- _KETENTUAN LATIHAN_
Lanjutkan artikel tentang kakak-beradik yang berhadapan dengan hukum karena dituduh membunuh ayahnya, dimulai setelah kalimat terakhir yang ditampilkan.

Ketika Anak Jadi Tersangka, Di Mana Posisi Negara?
TL;DR
Selvi (18) dan Yuli (16)--bukan nama sebenarnya, kakak-beradik yang tengah berkonflik dengan hukum (ABH) karena dituduh membunuh ayahnya, S (55) asal Duren Sawit. Mereka baru selesai mengikuti “pelajaran” di Lembaga Pembinaan Khusus Anak (LPKA) Kelas I Tangerang, Banten.
Sebelumnya, Selvi dan Yuli menjadi korban kekerasan dalam rumah tangga (KDRT) oleh sang ayah, mereka sering diancam dibunuh. Bahkan, Selvi pernah diusir dari rumah oleh sang ayah sampai tinggal di jalanan dan mengalami pelecehan seksual. Selvi dan Yuli merasakan trauma mendalam.
“Sampai sekarang, rasa trauma itu (KDRT dari ayah) masih ada,” kata Selvi saat ditemui Deduktif di salah satu ruang kelas LPKA Kelas I Tangerang, Banten, Jumat, (24/1/2025).

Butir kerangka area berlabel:
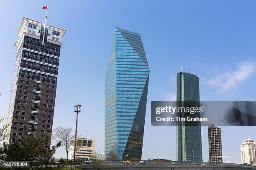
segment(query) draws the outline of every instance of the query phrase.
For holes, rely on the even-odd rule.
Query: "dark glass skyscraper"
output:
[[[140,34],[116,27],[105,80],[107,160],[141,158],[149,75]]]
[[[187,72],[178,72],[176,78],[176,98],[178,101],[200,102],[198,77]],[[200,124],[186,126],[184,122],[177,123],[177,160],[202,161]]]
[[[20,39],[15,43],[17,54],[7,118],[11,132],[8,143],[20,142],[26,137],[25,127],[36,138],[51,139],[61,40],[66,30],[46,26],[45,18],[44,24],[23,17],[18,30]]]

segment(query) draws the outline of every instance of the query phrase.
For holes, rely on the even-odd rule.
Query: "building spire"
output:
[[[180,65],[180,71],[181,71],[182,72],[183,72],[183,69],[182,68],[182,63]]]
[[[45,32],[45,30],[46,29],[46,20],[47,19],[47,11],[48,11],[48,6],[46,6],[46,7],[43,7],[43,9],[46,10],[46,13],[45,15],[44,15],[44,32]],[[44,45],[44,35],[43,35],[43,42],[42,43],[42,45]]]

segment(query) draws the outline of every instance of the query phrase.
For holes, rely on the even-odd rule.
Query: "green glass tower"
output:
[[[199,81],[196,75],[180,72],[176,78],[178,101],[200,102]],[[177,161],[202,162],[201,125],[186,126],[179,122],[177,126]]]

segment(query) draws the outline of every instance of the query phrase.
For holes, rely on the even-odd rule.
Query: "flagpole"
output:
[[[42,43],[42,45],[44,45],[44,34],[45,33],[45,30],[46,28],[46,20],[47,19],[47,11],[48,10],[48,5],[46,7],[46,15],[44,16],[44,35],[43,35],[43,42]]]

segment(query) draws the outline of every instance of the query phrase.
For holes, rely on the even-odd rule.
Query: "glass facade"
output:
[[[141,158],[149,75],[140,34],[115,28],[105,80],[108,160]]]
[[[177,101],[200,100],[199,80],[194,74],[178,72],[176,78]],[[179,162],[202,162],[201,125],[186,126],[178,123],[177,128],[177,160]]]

- _JAWABAN_
Deduktif mewawancarai kuasa hukum mereka, Markus Lettang dari Lembaga Bantuan Hukum Asosiasi Perempuan Indonesia untuk Keadilan (LBH APIK) secara terpisah. Markus mengatakan Selvi dan Yuli menerima kekerasan sejak kecil, saat Selvi berumur 4 tahun dan Yuli 2 tahun. Kekerasan itu dilakukan sejak mereka tinggal bersama ibu kandung dan ayahnya di daerah Citayam, Depok, Jawa Barat.
“Mereka sering dimarahi, bahkan dipukul oleh ayahnya,” kata Markus, Kamis, (28/11/2024).
S juga sering melakukan KDRT kepada ibu kandung mereka. Termasuk ketika sang ibu melerai suaminya saat menganiaya kedua anaknya itu. Ketika Selvi menginjak usia 8 tahun, ayahnya bercerai dengan sang ibu. S membawa kedua anaknya tinggal bersamanya dan ibu tiri mereka di Duren Sawit, Jakarta Timur.
Selama tinggal di Duren Sawit, kedua anaknya dihalang-halangi untuk bertemu atau sekadar berkomunikasi dengan ibu kandungnya di Citayam. Selvi dan Yuli masih mengalami KDRT dari sang ayah.
Mereka kerap menjadi sasaran kemarahan S apabila mabuk dan kalah judi. S pernah menyeret tubuh Selvi dari dalam hingga keluar rumah, menampar, memukul dengan ikat pinggang, menendang, tidak memberi makan, mengunci Selvi di gudang terbengkalai, hingga membenturkan kepala Selvi ke tembok.
“Mereka dianggap anak yang nggak berguna,” ucap Markus.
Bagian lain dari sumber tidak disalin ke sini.